┌─ Record extracts

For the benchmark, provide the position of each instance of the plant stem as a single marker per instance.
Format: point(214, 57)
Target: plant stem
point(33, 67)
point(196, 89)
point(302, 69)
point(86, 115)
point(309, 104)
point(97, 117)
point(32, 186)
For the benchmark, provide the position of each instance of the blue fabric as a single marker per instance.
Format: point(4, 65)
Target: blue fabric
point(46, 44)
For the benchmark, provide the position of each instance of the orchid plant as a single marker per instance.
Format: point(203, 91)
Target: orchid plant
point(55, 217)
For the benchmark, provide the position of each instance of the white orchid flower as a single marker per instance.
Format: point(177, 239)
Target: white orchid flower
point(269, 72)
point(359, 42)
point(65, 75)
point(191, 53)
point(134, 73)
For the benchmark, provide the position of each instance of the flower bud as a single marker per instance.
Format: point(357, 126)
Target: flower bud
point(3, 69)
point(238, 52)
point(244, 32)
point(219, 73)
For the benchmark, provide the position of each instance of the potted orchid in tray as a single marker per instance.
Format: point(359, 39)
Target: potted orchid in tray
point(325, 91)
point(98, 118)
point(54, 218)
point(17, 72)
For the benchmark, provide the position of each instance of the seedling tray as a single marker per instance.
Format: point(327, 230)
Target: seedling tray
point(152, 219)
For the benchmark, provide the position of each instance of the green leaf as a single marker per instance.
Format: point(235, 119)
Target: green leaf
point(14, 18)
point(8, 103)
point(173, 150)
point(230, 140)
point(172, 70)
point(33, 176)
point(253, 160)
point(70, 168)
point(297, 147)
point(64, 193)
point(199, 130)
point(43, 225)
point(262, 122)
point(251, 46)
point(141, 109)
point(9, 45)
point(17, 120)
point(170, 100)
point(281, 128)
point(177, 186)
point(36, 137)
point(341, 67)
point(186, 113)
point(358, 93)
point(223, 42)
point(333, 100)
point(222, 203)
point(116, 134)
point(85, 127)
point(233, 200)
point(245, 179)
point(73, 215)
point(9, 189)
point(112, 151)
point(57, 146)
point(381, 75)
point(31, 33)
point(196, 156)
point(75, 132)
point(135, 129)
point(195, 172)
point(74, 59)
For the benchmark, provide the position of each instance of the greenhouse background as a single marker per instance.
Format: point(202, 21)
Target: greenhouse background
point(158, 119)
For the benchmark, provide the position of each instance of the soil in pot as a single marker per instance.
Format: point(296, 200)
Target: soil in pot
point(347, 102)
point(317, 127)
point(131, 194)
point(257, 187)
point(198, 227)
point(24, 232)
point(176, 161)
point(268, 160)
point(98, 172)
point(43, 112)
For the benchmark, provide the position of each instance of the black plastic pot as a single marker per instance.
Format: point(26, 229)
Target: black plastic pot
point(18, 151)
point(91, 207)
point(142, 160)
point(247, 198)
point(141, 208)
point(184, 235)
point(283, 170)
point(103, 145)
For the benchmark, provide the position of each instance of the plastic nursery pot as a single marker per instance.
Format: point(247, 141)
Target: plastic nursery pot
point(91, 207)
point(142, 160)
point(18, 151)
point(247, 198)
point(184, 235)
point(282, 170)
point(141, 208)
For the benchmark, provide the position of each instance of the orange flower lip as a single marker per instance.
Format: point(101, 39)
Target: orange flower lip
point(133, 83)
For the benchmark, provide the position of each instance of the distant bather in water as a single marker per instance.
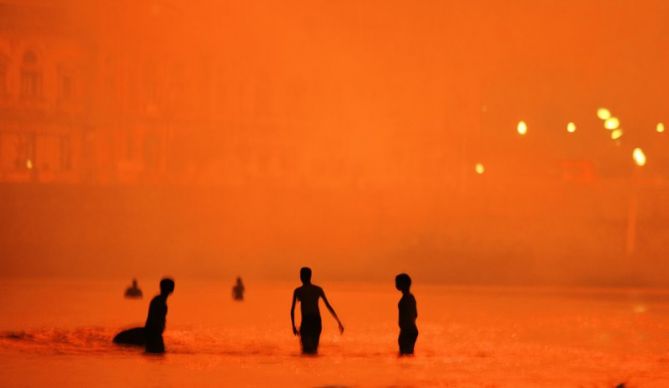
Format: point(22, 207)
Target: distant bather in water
point(238, 290)
point(133, 291)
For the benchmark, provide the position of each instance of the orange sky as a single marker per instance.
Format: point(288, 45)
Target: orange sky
point(374, 113)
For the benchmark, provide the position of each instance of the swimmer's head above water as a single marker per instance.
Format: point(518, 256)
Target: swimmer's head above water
point(305, 275)
point(403, 282)
point(166, 286)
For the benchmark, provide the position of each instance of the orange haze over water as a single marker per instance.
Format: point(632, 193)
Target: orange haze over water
point(235, 137)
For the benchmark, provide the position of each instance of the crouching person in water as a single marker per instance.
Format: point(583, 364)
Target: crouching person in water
point(155, 321)
point(407, 315)
point(310, 328)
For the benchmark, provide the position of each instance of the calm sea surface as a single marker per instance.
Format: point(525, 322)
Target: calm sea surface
point(58, 333)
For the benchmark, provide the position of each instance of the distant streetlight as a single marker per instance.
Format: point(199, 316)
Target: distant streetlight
point(603, 113)
point(612, 123)
point(639, 157)
point(479, 168)
point(521, 128)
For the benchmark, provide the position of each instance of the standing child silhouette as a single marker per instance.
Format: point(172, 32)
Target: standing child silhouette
point(407, 315)
point(155, 320)
point(310, 327)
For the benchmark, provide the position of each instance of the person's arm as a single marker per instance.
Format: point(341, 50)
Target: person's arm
point(334, 314)
point(292, 313)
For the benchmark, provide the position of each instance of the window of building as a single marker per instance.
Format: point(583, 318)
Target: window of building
point(66, 86)
point(65, 153)
point(31, 76)
point(3, 76)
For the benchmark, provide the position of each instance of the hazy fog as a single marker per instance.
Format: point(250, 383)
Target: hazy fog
point(344, 135)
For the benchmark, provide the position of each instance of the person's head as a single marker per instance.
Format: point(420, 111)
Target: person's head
point(166, 286)
point(403, 282)
point(305, 275)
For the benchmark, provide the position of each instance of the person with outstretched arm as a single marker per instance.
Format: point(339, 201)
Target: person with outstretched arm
point(310, 328)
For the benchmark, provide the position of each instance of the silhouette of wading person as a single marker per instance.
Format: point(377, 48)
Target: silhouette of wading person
point(155, 321)
point(238, 290)
point(407, 315)
point(310, 327)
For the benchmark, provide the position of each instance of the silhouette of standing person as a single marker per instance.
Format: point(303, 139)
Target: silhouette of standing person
point(407, 315)
point(133, 291)
point(310, 327)
point(238, 290)
point(155, 321)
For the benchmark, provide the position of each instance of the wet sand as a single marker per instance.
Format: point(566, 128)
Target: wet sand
point(58, 333)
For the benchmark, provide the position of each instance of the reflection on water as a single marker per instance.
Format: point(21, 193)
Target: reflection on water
point(469, 337)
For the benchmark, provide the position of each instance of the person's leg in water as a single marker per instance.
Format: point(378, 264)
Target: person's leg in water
point(310, 333)
point(407, 341)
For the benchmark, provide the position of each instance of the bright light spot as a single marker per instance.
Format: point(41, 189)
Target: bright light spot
point(616, 134)
point(640, 309)
point(612, 123)
point(522, 128)
point(639, 157)
point(603, 114)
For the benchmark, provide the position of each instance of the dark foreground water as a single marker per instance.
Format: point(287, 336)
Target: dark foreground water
point(58, 333)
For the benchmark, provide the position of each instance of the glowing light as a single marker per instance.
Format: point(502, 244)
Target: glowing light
point(522, 128)
point(639, 157)
point(640, 309)
point(603, 114)
point(612, 123)
point(479, 168)
point(616, 134)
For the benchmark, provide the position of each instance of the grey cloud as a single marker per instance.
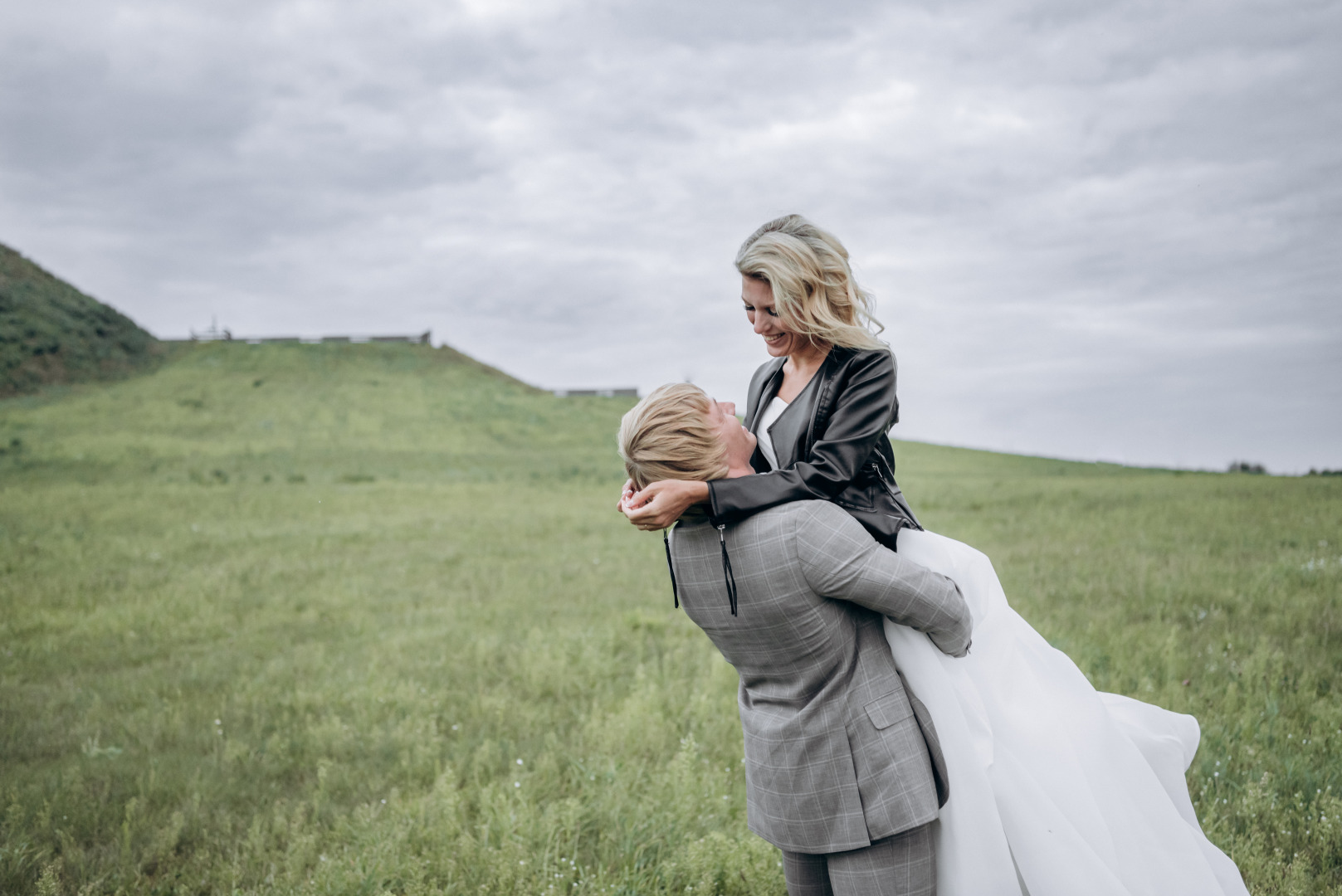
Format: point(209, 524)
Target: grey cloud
point(1100, 230)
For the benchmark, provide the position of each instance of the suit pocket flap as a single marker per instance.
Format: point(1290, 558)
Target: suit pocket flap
point(889, 710)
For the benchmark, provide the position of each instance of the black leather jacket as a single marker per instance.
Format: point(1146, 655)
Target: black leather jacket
point(842, 455)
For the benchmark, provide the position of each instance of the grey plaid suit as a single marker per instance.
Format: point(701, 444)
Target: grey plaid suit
point(835, 758)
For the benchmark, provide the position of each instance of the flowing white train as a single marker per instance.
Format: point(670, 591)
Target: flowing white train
point(1057, 789)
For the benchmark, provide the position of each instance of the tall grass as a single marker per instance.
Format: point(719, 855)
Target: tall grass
point(361, 620)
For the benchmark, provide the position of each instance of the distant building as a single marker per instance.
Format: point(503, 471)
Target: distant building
point(632, 392)
point(215, 333)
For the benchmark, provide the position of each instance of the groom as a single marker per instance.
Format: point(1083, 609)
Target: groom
point(843, 767)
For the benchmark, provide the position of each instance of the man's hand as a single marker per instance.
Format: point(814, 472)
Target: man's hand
point(663, 502)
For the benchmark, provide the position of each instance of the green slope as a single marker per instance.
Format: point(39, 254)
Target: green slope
point(51, 333)
point(344, 619)
point(234, 412)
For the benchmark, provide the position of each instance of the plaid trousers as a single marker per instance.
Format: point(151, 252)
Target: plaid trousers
point(900, 865)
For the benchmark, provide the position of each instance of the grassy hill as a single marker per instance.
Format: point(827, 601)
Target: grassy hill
point(361, 619)
point(51, 333)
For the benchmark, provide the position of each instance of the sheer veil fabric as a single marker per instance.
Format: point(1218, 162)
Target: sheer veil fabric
point(1055, 787)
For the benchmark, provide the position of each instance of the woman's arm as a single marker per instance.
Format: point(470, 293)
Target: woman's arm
point(663, 502)
point(861, 416)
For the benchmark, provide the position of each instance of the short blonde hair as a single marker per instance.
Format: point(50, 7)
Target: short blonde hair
point(813, 289)
point(669, 435)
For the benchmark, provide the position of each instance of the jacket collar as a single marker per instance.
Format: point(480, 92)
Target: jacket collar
point(764, 384)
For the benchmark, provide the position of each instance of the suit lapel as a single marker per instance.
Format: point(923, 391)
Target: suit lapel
point(764, 381)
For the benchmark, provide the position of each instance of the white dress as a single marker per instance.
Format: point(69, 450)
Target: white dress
point(1083, 791)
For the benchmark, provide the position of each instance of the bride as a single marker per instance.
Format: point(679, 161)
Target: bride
point(1057, 789)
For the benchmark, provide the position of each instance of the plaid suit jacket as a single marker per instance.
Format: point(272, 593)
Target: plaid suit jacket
point(835, 757)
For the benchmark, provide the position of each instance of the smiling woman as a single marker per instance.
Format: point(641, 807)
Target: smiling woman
point(820, 409)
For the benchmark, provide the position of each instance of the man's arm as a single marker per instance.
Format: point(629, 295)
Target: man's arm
point(841, 560)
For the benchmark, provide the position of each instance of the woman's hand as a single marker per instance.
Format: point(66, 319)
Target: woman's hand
point(663, 502)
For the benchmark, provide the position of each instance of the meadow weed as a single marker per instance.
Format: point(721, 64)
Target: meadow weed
point(361, 619)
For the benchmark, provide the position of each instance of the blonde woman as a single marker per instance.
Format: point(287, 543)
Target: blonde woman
point(820, 408)
point(1024, 780)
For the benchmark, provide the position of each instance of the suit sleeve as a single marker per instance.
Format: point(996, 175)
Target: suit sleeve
point(861, 416)
point(842, 561)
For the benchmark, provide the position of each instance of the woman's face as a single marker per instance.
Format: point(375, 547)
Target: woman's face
point(759, 299)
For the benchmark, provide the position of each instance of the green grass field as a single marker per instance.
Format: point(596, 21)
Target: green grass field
point(363, 620)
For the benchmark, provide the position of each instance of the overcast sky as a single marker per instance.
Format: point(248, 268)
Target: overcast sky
point(1096, 230)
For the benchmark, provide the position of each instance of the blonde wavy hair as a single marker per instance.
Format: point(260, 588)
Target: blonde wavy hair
point(669, 436)
point(813, 290)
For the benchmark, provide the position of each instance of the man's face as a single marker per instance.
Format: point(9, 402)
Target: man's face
point(739, 441)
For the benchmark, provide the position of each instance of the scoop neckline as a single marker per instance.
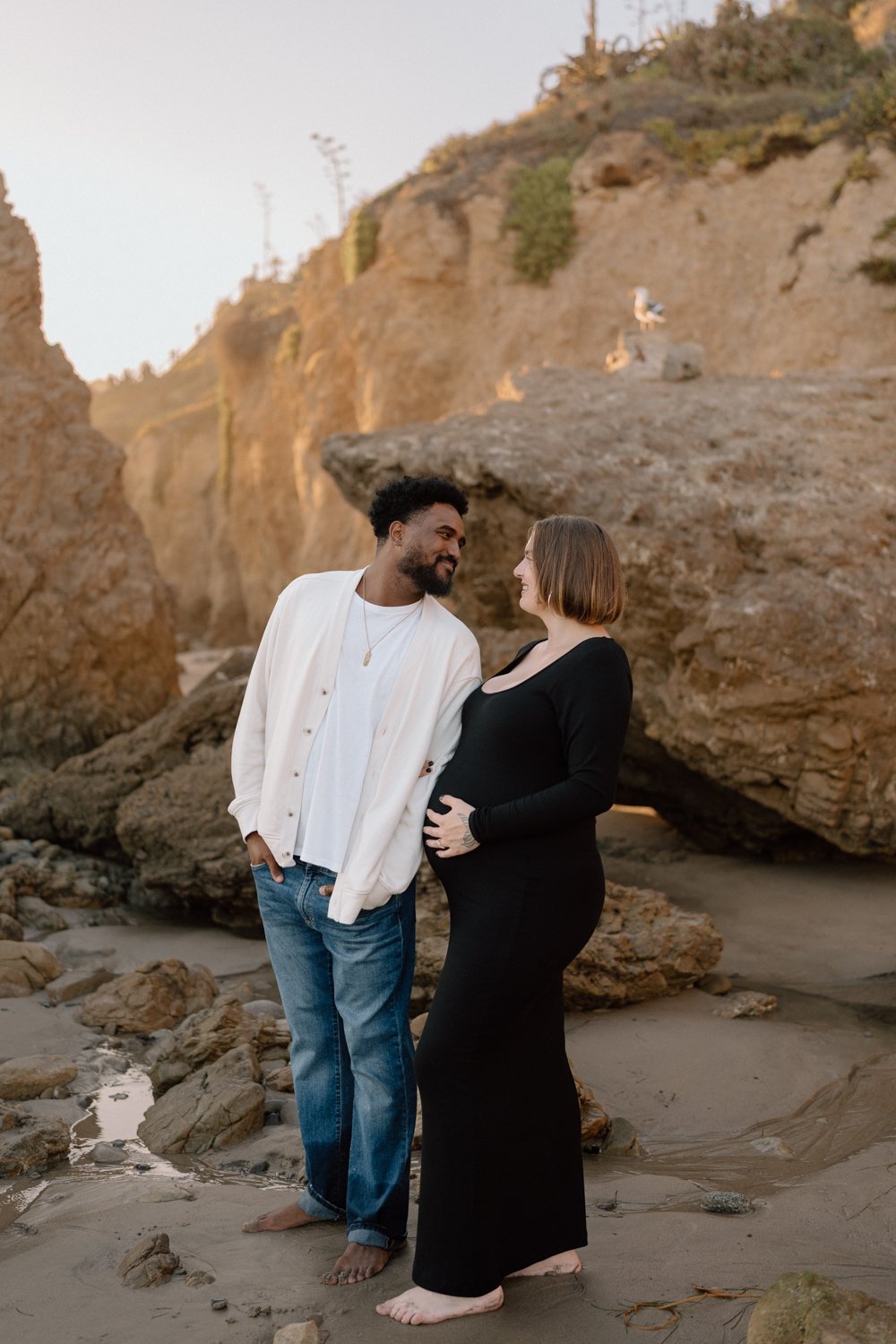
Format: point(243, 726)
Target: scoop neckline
point(591, 639)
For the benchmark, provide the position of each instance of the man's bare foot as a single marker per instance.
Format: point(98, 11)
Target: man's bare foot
point(359, 1262)
point(419, 1306)
point(567, 1262)
point(280, 1220)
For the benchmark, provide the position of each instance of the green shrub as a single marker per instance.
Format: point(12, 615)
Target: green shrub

└─

Stated problem.
Put the part of the records that opens with the line containing "groom as a single marker per instance." and closes with the line containing "point(669, 435)" into a Markdown table with a Number column and a Text column, one line per row and blank lines left out.

Answer to the task.
| Number | Text |
|---|---|
| 1 | For the benchmark, provide the position of each instance of the groom as a single marker per instance. |
| 2 | Format: point(1083, 609) |
| 3 | Target: groom |
| 4 | point(843, 767) |
| 5 | For the benchmark, provide the position of each instance of the man's hand as a single marker per instance. |
| 6 | Format: point(814, 472) |
| 7 | Target: man's hand |
| 8 | point(663, 502) |
| 9 | For the benchmark, provide the position of each instance of the green slope as a single marker per instance. |
| 10 | Format: point(39, 254) |
| 11 | Target: green slope |
| 12 | point(51, 333) |
| 13 | point(344, 619) |
| 14 | point(234, 412) |
| 15 | For the benchmark, provide the position of each instance of the plaid trousers as a single marker per instance. |
| 16 | Format: point(151, 252) |
| 17 | Target: plaid trousers |
| 18 | point(900, 865) |
| 19 | For the benchmark, provide the position of each instance of the grassy hill as a single marker per instance. |
| 20 | Format: point(827, 601) |
| 21 | Target: grassy hill |
| 22 | point(361, 619) |
| 23 | point(51, 333) |
| 24 | For the benchmark, provide the position of each instance of the sheer veil fabric as a single marker per instance. |
| 25 | Format: point(1218, 162) |
| 26 | Target: sheer veil fabric |
| 27 | point(1055, 787) |
| 28 | For the benchmark, provide the position of each instance of the woman's arm as a single marker per instance. |
| 29 | Format: point(470, 293) |
| 30 | Target: woman's arm |
| 31 | point(663, 502) |
| 32 | point(861, 416) |
| 33 | For the benchmark, provide the position of each instance of the short blonde hair as a single marker per instance. |
| 34 | Format: point(50, 7) |
| 35 | Target: short blonde hair |
| 36 | point(813, 289) |
| 37 | point(669, 435) |